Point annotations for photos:
━━━━━━━━━━━━━━━━━━━━

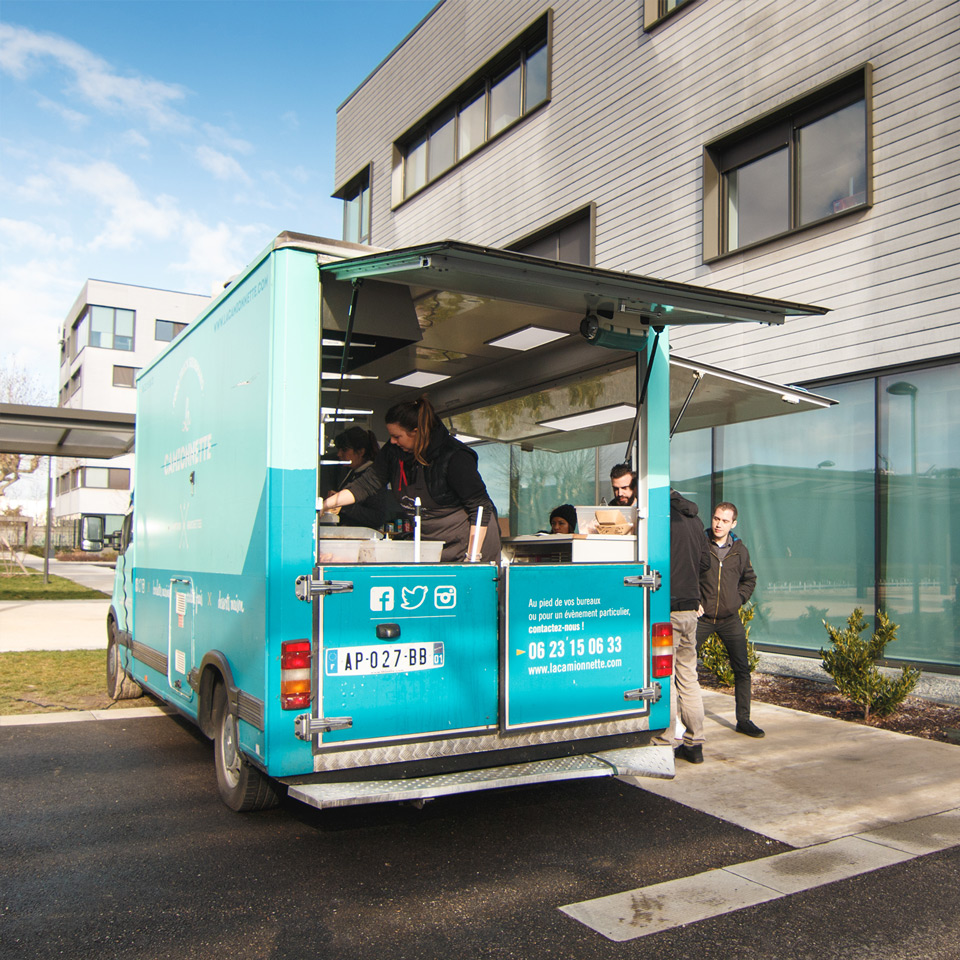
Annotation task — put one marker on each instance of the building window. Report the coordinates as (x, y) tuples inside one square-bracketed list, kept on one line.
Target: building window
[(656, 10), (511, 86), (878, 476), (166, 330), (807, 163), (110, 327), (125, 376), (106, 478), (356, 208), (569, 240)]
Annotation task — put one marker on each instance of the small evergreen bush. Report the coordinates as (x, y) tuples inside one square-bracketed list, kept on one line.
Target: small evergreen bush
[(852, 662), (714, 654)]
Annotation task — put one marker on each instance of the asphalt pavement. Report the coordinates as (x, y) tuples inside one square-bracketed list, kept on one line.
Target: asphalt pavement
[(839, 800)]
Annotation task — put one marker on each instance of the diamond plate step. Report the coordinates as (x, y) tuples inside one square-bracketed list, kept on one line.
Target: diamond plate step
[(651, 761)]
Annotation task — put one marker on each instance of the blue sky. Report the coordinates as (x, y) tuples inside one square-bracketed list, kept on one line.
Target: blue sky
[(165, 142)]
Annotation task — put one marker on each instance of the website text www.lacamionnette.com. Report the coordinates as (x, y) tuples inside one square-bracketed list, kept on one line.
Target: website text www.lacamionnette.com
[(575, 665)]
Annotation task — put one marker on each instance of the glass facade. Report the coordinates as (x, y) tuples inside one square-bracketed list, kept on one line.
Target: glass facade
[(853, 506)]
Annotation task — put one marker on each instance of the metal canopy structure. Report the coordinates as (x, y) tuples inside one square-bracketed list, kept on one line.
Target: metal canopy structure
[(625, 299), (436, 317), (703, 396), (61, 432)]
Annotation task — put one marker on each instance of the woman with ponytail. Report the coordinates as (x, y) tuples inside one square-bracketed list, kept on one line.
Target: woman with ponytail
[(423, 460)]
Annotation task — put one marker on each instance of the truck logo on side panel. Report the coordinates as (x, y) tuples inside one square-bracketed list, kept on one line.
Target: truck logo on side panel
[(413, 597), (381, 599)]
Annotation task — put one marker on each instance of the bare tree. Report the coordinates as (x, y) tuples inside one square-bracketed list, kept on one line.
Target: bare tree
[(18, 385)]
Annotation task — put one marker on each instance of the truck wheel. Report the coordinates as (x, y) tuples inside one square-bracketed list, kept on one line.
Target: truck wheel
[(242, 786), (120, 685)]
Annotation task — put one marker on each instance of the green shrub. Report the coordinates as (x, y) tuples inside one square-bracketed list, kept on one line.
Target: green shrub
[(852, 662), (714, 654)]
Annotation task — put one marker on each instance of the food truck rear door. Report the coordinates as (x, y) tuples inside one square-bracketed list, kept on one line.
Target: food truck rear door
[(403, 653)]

━━━━━━━━━━━━━━━━━━━━

** PROBLEM DETAILS **
Rewrite the rows from the start up to and including the line with "[(575, 665)]", keeping the requests as they are and multiplying every coordinate in the answers by 0.3, rounded to whole numbers with halves rounded up. Leave the pictures out of your output.

** OUTPUT FOR THIS TASK **
Annotation task — put one marker on each instance of the building window. Report the coordinates as (x, y) tuples inside one square-bracketed list, kept on one line.
Target: building window
[(197, 3), (153, 26), (263, 143), (50, 99), (242, 49), (33, 98), (38, 113), (32, 143), (107, 62), (171, 72)]
Annotation task — put one marker on each instance of the small evergreen bush. Report the coordinates as (x, y) tuples inside one square-bracketed list, kept on one line.
Target: small evergreen bush
[(256, 199), (214, 196)]
Annotation task — put one marker on each instance of the asphalt pavement. Report the coordinates as (x, y) tuples inside one square-bracketed list, kept on one line.
Target: asphalt pavement
[(252, 240)]
Annotation task — put one marker on each instance of the diamond plate step. Report the coordinates as (x, y) tuples inside one square-bracketed list, kept on one line.
Target: diamond plate step
[(195, 228)]
Annotation task — put one marker on each instance of the blue sky. Report the coordinates as (x, y) tuples inside one square-bracketed list, kept on one line.
Target: blue sky
[(50, 43)]
Annotation task — put one marker on each instance of the website text www.lacamionnette.com. Report the coordinates as (x, y) tuples inside one square-bracketed list, kept on one line.
Target: website text www.lacamionnette.com
[(173, 200)]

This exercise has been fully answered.